--- start of ITEMS ---
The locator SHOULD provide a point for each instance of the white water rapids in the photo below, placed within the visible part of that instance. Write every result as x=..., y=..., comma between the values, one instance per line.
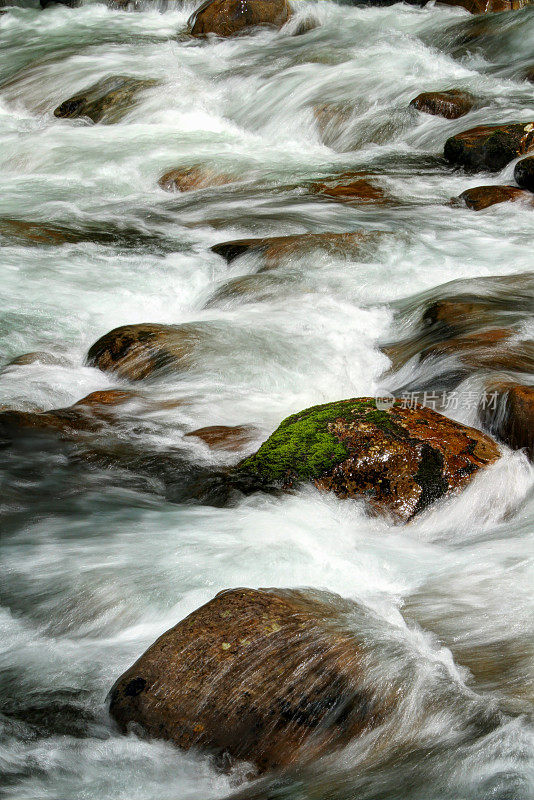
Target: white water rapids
x=94, y=569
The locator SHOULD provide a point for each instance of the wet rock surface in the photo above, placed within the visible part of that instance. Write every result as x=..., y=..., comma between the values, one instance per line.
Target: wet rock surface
x=357, y=187
x=275, y=248
x=511, y=417
x=193, y=178
x=400, y=459
x=489, y=148
x=481, y=197
x=260, y=675
x=139, y=351
x=524, y=173
x=226, y=437
x=106, y=101
x=231, y=17
x=451, y=104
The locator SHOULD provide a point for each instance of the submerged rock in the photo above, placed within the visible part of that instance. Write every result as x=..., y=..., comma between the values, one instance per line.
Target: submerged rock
x=524, y=173
x=511, y=417
x=230, y=17
x=480, y=197
x=192, y=178
x=265, y=676
x=351, y=187
x=489, y=148
x=399, y=459
x=276, y=248
x=226, y=437
x=89, y=414
x=138, y=351
x=107, y=100
x=487, y=6
x=451, y=104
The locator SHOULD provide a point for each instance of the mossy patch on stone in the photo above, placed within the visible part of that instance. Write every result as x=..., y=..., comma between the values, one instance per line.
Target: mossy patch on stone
x=304, y=447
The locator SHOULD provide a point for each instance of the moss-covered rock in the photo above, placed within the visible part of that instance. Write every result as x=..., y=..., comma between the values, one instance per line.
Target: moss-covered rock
x=400, y=459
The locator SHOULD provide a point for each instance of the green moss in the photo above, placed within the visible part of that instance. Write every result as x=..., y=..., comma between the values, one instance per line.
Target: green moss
x=303, y=446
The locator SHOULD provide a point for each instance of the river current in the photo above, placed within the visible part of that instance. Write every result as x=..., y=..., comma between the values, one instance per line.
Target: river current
x=96, y=565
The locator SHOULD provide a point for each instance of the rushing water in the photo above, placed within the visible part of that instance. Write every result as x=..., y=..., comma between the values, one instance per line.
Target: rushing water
x=96, y=565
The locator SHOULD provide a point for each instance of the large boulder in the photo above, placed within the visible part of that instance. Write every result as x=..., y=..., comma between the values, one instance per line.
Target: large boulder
x=230, y=17
x=226, y=437
x=107, y=100
x=481, y=197
x=139, y=351
x=507, y=411
x=489, y=148
x=266, y=676
x=450, y=104
x=400, y=459
x=524, y=173
x=275, y=248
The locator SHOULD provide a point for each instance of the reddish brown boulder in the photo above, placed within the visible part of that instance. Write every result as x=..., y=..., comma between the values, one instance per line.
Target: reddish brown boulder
x=511, y=417
x=230, y=17
x=226, y=437
x=487, y=6
x=489, y=148
x=193, y=178
x=481, y=197
x=139, y=351
x=399, y=459
x=266, y=676
x=351, y=187
x=450, y=104
x=524, y=174
x=276, y=248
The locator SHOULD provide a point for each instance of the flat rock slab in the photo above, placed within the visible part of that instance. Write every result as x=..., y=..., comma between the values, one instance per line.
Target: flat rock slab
x=399, y=459
x=260, y=675
x=231, y=17
x=480, y=197
x=107, y=100
x=275, y=248
x=451, y=104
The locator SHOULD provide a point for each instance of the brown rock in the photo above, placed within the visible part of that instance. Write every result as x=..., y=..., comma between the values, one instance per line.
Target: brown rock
x=106, y=101
x=275, y=248
x=139, y=351
x=87, y=415
x=226, y=437
x=261, y=675
x=399, y=459
x=490, y=349
x=450, y=104
x=511, y=417
x=37, y=357
x=487, y=6
x=489, y=148
x=193, y=178
x=481, y=197
x=230, y=17
x=351, y=187
x=524, y=174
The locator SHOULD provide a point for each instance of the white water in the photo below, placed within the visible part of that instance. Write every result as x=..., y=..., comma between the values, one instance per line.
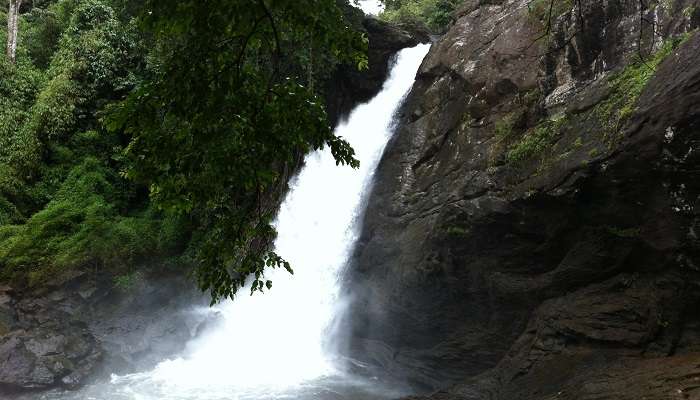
--- end of ITEMS ---
Rewrite every line of the records above as a numbered list, skipping blank lines and leaving out the pictures.

1. The locator SHOULD provide a point for each instance of the white water rapids in the photo below, placed within the visible part of that instance. Write every result as x=..., y=..., comma between the values, one instance per line.
2. Target: white water rapids
3. x=94, y=569
4. The locator SHOULD provide a point for each instance of the wet rock surface in the photo above, placed within the visible part of that instance. Write every result as x=..., y=..., comma between the values, one instance per line.
5. Target: wet rock surface
6. x=357, y=187
7. x=275, y=248
8. x=511, y=417
9. x=193, y=178
10. x=400, y=459
11. x=489, y=148
12. x=481, y=197
13. x=260, y=675
14. x=139, y=351
15. x=524, y=173
16. x=226, y=437
17. x=106, y=101
18. x=231, y=17
19. x=451, y=104
20. The locator SHOULD provide a point for each instance of the submerged rock in the photo above, placed within the visible part of that instance. Write every result as x=..., y=..., comma between the values, one instance per line.
21. Target: submerged rock
22. x=524, y=173
23. x=511, y=417
24. x=230, y=17
25. x=480, y=197
26. x=192, y=178
27. x=265, y=676
28. x=351, y=187
29. x=489, y=148
30. x=399, y=459
31. x=276, y=248
32. x=226, y=437
33. x=89, y=414
34. x=138, y=351
35. x=107, y=100
36. x=487, y=6
37. x=451, y=104
38. The locator SHOULD provide a point for each instance of the mossy patch on stone in the photo above, placed within the visible part of that instance. Write every result as x=..., y=..., comma between the values, one instance per line.
39. Target: mossy patch on stone
40. x=304, y=447
41. The locator SHOULD provide a point for each instance of the moss-covered rock in the photo above, placed within the visible part of that instance. Write every result as x=..., y=..., comma between the values, one instance per line.
42. Target: moss-covered rock
43. x=400, y=459
44. The locator SHOULD provide a point for each instance of the green moss in the photo above, placed within the visible part of that instance. Write every result as x=..., y=..., comma between the values, one instance per line.
45. Target: green moss
46. x=303, y=446
47. The locator SHOULD provide a point for each instance of the river current in the photo above, placed within the visible part of that instance. Write every result as x=..., y=..., comma between the values, one instance per line.
48. Target: river current
49. x=96, y=565
50. The locator SHOULD provide a point for each instance of the rushing water in the photo above, placed within the visible part of that instance. Write every result as x=..., y=..., comma between the values, one instance per line.
51. Target: rushing water
52. x=96, y=565
53. The locator SHOULD provide a point for each instance of the large boulder in the photo above, placed within the visible part of that instance. Write every result as x=..., y=..., comma between the values, one instance per line.
54. Target: large boulder
55. x=230, y=17
56. x=226, y=437
57. x=107, y=100
58. x=481, y=197
59. x=139, y=351
60. x=507, y=411
61. x=489, y=148
62. x=266, y=676
63. x=450, y=104
64. x=400, y=459
65. x=524, y=173
66. x=275, y=248
67. The locator SHOULD provide a point for each instance of the reddish brown boulder in the photo above, placed within the visible part of that instance. Write every result as x=..., y=..., comma between the values, one instance per line.
68. Target: reddish brown boulder
69. x=511, y=417
70. x=230, y=17
71. x=226, y=437
72. x=487, y=6
73. x=489, y=148
74. x=193, y=178
75. x=481, y=197
76. x=139, y=351
77. x=399, y=459
78. x=266, y=676
79. x=351, y=187
80. x=450, y=104
81. x=524, y=174
82. x=276, y=248
83. The locator SHOULD provide a point for each instance of the flat rock slab in the photo above, placed within the visible part of that instance. Write every result as x=..., y=..., comma between the values, one instance per line.
84. Target: flat rock slab
85. x=399, y=459
86. x=260, y=675
87. x=231, y=17
88. x=480, y=197
89. x=107, y=100
90. x=275, y=248
91. x=451, y=104
92. The locator SHOULD provide a point for each instance of the brown rock in the photo above, placed within the visible part of that instance. Write every result as x=..., y=..., comma between the values, one instance per line.
93. Target: brown rock
94. x=106, y=101
95. x=275, y=248
96. x=139, y=351
97. x=87, y=415
98. x=226, y=437
99. x=261, y=675
100. x=399, y=459
101. x=490, y=349
102. x=450, y=104
103. x=511, y=417
104. x=37, y=357
105. x=487, y=6
106. x=489, y=148
107. x=193, y=178
108. x=481, y=197
109. x=230, y=17
110. x=351, y=187
111. x=524, y=174
112. The locator SHOULD provide a point for each instance of the white water in the photo below, placed within the visible part of that instance. Write every result as x=..., y=..., comma between the values, one instance per line.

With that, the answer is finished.